Excerpt to read:
• • • •
Information contained in this publication is intended for informational purposes only and does not constitute legal advice or opinion, nor is it a substitute for the professional judgment of an attorney.
On June 26, 2020, Governor Greg Abbott issued Executive Order GA-28, restricting certain businesses and services in an effort to contain the spread of COVID-19. This order was issued because of the substantial increases in COVID-19 positive cases, and increases in the COVID-19 positivity rate and related hospitalizations. The positivity rate has soared above 10% in the last week. The governor had previously cautioned that additional business and activity restrictions would be necessary if the positivity rate increased beyond 10%.
As noted in the press release, GA-28’s “targeted, measured directives . . . are based on links between certain types of businesses and services and the recent rise in positive cases throughout the state.” And, while the order imposes several new occupancy restrictions, those restrictions do not apply to the following, as listed in the order:
- services listed by the U.S. Department of Homeland Security’s Cybersecurity and Infrastructure Security Agency (CISA) in its Guidance on the Essential Critical Infrastructure Workforce, Version 3.1 or any subsequent version;
- religious services conducted in churches, congregations, and houses of worship;
- local government operations, including county and municipal governmental operations relating to licensing (including marriage licenses), permitting, recordation, and document-filing services;
- child-care services;
- youth camps, including summer, daytime and overnight camps; and
- recreational sports programs for youths and adults.
In addition, the following businesses may continue to operate at full capacity as long as they operate with at least six feet between work stations:
- cosmetology salons, hair salons, barber shops, nail salons/shops;
- massage establishments and similar facilities; and
- other personal-care and beauty services such as tanning salons, tattoo studios, piercing studios, hair removal services, and hair loss treatment and growth services.
With limited exceptions, any business that does not fall into one of the above categories cannot operate at more than 50% percent of the establishment’s total listed occupancy. “Establishment” refers to the business organization in question, not the building or facility in which the business may be located. Also, as before, there are two different standards for determining occupancy levels. Staff members are included in the occupancy headcounts for office and manufacturing services. Staff are not included, however, in the headcount for other types of restricted businesses, including restaurants.
There are additional restrictions for certain types of businesses linked most closely to the COVID-19 spread:
- All bars and similar establishments that receive more than 51% of their gross receipts from the sale of alcoholic beverages are required to close at 12:00 p.m. on June 26 but may remain open for delivery and take-out, including alcoholic beverages.
- Restaurants may remain open for dine-in service at 75% occupancy but, effective June 29, may not exceed 50% of the total listed indoor occupancy.
- Rafting and tubing businesses must close immediately.
- Outdoor gatherings of 100 or more people require local government approval, with certain exceptions.
• • • •
Task to complete: Using the text on Executive Order GA-28, answer yes or no to whether each statement agrees with it, and quote the words that decide it: 1. Staff are counted in the occupancy headcount for restaurants. 2. Hair salons may run at full capacity if work stations are at least six feet apart. 3. Rafting and tubing businesses may stay open until June 29.
• • • •
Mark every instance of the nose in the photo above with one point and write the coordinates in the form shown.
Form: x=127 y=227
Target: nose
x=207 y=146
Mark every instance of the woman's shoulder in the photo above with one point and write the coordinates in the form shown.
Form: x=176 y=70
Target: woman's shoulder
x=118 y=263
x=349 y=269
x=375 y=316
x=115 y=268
• • • •
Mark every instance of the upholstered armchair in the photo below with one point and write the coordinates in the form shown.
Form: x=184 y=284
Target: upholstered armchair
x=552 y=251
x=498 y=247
• • • •
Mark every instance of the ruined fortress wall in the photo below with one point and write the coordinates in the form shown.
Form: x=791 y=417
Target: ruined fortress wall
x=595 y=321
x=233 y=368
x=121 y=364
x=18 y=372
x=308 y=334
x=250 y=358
• • • •
Result of the task:
1. No: "Staff are not included, however, in the headcount for other types of restricted businesses, including restaurants."
2. Yes: "the following businesses may continue to operate at full capacity as long as they operate with at least six feet between work stations"
3. No: "Rafting and tubing businesses must close immediately."